--- Records for this task ---

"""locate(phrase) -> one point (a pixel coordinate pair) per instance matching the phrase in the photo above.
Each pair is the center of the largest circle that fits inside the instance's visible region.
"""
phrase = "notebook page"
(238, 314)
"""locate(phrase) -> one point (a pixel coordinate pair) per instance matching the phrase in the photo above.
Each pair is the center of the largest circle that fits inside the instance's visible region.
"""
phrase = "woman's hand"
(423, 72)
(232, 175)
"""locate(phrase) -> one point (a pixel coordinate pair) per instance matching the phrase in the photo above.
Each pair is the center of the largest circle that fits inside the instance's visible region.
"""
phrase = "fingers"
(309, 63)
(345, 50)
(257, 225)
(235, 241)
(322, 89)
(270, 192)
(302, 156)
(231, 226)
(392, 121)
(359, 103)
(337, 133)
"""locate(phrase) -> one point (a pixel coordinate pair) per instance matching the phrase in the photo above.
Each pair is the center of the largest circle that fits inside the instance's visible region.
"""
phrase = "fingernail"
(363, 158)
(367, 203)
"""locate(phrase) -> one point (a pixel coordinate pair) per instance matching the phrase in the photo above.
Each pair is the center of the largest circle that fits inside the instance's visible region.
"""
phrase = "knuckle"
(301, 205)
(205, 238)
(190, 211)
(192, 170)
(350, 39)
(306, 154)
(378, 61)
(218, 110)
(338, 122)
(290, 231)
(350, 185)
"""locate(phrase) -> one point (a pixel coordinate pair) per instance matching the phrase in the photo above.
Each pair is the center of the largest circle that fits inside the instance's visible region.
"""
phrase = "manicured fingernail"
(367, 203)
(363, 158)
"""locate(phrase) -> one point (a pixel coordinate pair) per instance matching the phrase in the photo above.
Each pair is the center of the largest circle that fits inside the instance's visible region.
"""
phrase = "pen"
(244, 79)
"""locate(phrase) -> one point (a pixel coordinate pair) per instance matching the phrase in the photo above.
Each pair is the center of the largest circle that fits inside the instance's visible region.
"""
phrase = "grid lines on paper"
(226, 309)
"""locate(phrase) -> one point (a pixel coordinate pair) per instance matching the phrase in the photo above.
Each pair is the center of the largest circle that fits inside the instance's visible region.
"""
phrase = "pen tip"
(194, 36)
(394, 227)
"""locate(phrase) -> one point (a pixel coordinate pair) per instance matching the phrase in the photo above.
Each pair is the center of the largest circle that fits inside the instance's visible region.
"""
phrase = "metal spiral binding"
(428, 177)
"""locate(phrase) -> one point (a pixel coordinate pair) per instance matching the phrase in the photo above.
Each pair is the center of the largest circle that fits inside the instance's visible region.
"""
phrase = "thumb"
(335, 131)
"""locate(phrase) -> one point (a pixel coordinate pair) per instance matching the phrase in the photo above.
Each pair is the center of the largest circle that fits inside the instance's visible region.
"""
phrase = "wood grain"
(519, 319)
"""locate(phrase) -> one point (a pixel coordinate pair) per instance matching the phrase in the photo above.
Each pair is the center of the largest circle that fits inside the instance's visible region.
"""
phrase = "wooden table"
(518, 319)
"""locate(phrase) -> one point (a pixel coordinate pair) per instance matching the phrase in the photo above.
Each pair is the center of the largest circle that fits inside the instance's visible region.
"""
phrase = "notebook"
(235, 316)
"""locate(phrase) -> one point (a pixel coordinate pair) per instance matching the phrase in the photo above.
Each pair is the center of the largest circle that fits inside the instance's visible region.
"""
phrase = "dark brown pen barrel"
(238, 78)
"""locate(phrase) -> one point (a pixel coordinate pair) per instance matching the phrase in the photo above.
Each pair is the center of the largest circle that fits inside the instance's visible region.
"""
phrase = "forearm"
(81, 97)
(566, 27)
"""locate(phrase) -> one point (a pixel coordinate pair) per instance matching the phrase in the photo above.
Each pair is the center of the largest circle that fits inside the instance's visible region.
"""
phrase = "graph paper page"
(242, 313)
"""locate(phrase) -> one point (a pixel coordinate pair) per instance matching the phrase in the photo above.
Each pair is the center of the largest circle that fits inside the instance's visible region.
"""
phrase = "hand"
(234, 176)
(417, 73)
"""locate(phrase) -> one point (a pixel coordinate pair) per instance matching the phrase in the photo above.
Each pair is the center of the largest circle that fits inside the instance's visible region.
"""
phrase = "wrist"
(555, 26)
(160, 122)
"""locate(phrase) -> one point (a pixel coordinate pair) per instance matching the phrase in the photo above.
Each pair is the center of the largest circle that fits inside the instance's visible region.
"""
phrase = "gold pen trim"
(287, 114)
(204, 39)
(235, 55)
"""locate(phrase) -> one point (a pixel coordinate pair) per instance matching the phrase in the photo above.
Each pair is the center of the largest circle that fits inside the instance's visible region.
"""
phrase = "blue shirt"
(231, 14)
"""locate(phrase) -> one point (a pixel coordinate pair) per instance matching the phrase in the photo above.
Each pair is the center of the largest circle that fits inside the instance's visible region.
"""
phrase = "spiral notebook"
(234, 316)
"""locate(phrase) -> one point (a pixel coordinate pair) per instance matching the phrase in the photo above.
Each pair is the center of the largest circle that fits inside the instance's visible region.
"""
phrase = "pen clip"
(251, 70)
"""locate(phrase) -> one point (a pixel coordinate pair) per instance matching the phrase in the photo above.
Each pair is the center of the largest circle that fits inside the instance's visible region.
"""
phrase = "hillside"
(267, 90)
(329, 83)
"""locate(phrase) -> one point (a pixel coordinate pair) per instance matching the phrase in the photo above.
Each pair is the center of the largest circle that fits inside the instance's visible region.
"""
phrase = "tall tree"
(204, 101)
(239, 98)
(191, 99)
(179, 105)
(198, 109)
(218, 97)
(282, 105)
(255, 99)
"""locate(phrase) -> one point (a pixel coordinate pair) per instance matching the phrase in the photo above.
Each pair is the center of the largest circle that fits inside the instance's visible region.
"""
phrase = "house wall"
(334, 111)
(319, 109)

---

*Written exercise*:
Copy out each record from above, exactly.

*Solution to the exercise*:
"""locate(phrase) -> one point (a pixel coordinate pair) per instance matching the phrase in the photo above.
Each pair is the center of the largest circle that fits inside the instance's visible region.
"""
phrase = "notebook page"
(238, 314)
"""locate(phrase) -> one point (a pixel coordinate pair) per instance matching the phrase in the photo above.
Each pair is the center of the largest circle that fits inside the instance's visible region.
"""
phrase = "woman's hand"
(423, 72)
(232, 175)
"""locate(phrase) -> one point (a pixel coordinate pair) per instance matching the phrase in the photo above.
Each pair is the center of the largest circle that fits inside the instance's visible region.
"""
phrase = "fingers"
(309, 63)
(345, 50)
(257, 225)
(235, 241)
(322, 89)
(270, 192)
(302, 156)
(231, 226)
(392, 121)
(359, 103)
(337, 133)
"""locate(phrase) -> one point (a pixel coordinate pair) per instance matching the phrase in the photo above.
Each pair is the center of the largest circle that fits inside the instance's visible region.
"""
phrase = "fingernail"
(363, 158)
(367, 203)
"""locate(phrase) -> one point (a pixel coordinate pair) per instance matching the phrase in the photo above.
Each pair is the center of the largest circle that fits inside the instance's visible region.
"""
phrase = "knuckle"
(301, 205)
(205, 238)
(190, 211)
(192, 170)
(350, 39)
(306, 154)
(378, 61)
(218, 110)
(338, 122)
(290, 231)
(350, 185)
"""locate(phrase) -> one point (a pixel coordinate pair) per instance matching the phrase in the photo above.
Each pair is the center of the largest circle that fits inside the instance's visible region.
"""
phrase = "manicured fingernail"
(367, 203)
(363, 158)
"""locate(phrase) -> one point (a pixel coordinate pair) per instance matching the phrase in the photo above.
Each pair is the center of the largest circle that fits inside the instance's visible region.
"""
phrase = "pen"
(244, 79)
"""locate(phrase) -> one point (a pixel coordinate pair) per instance matching the phrase in the photo above.
Each pair is the center of the largest circle that fits inside the instance's visible region.
"""
phrase = "grid lines on paper"
(226, 309)
"""locate(phrase) -> one point (a pixel coordinate pair) per instance matching the phrase in the photo above.
Each pair is the center of the largest circle that fits inside the instance's visible region.
"""
phrase = "pen tip"
(194, 36)
(394, 227)
"""locate(phrase) -> one point (a pixel coordinate pair) per instance matching the phrase in the photo above.
Each pair is the center of the largest circle that fits inside the instance's visible region.
"""
phrase = "metal spiral binding"
(428, 177)
"""locate(phrase) -> one point (a pixel coordinate pair) per instance matching the phrase in the photo above.
Each pair is the center of the largest circle that fits inside the instance's visible region.
"""
phrase = "thumb"
(335, 131)
"""locate(phrase) -> one point (a pixel coordinate pair) per instance matching the phrase in the photo above.
Each pair is the center of the largest circle that fits inside the instance's visible region.
"""
phrase = "wood grain"
(519, 319)
"""locate(phrase) -> one point (a pixel coordinate pair) per instance matching the phrase in the photo above.
Each pair is the center of the largest circle that fits inside the instance's visible region.
"""
phrase = "wooden table"
(518, 319)
"""locate(phrase) -> one point (a pixel coordinate pair) per instance matching the phrase in the photo above.
Each pair is the center of the largest circle that fits inside the instance's visible region.
"""
phrase = "notebook"
(235, 316)
"""locate(phrase) -> one point (a pixel coordinate pair) per instance matching the phrase in the photo above.
Each pair is the center of the largest circle that fits inside the instance's visible region.
"""
phrase = "dark brown pen barrel"
(238, 78)
"""locate(phrase) -> one point (a pixel coordinate pair) per instance matching the phrase in the photo above.
Each pair is the center of the largest circle that fits inside the instance's visible region.
"""
phrase = "forearm"
(81, 97)
(566, 27)
"""locate(phrase) -> one point (a pixel coordinate pair) per instance matching the phrase in the photo above.
Each pair is the center of the largest circle that fits inside the instance's visible region.
"""
phrase = "graph paper page"
(242, 313)
"""locate(phrase) -> one point (a pixel coordinate pair) per instance matching the phrase in the photo above.
Each pair is the center of the largest circle that fits inside the instance's visible region.
"""
phrase = "hand"
(234, 176)
(417, 73)
"""locate(phrase) -> one point (a pixel coordinate pair) per instance matching the phrase in the photo above.
Each pair is the center of the largest circle that fits inside the instance's visible region.
"""
phrase = "wrist"
(555, 26)
(160, 122)
"""locate(phrase) -> one point (a pixel coordinate pair) per instance matching the phrase in the photo above.
Each pair is the center of the largest circle that fits inside the instance's visible region.
"""
phrase = "gold pen trim"
(287, 114)
(204, 39)
(235, 55)
"""locate(phrase) -> one point (a pixel coordinate pair) per instance matching the phrase in the photo above.
Each pair is the center of the largest circle that fits inside the instance's visible region.
"""
phrase = "blue shirt"
(231, 14)
"""locate(phrase) -> one point (a pixel coordinate pair) per instance matching the phrase in the photo above.
Each pair is the center of the largest circle that fits inside the instance's visible region.
"""
phrase = "spiral notebook"
(234, 316)
"""locate(phrase) -> one point (a pixel coordinate pair) per instance matching the phrase in the photo above.
Each pair is the center of the largest circle that fits inside the instance's visible region.
"""
phrase = "pen clip"
(251, 70)
"""locate(phrase) -> one point (a pixel coordinate pair) per instance matching the phrase in the photo above.
Each pair is the center of the largest circle that fits inside the instance's visible region.
"""
phrase = "hillside"
(267, 90)
(329, 83)
"""locate(phrase) -> one point (a pixel coordinate pair) per instance matching the phrase in the photo above.
Each pair is the center of the largest circle that fits inside the instance's visible region.
"""
phrase = "tall tree"
(204, 101)
(239, 98)
(191, 99)
(179, 105)
(198, 109)
(218, 97)
(282, 105)
(255, 99)
"""locate(phrase) -> one point (a pixel coordinate pair) per instance matching the phrase in the photo above.
Each pair is the center of the largest circle that fits inside the instance's visible region.
"""
phrase = "house wall"
(334, 111)
(319, 109)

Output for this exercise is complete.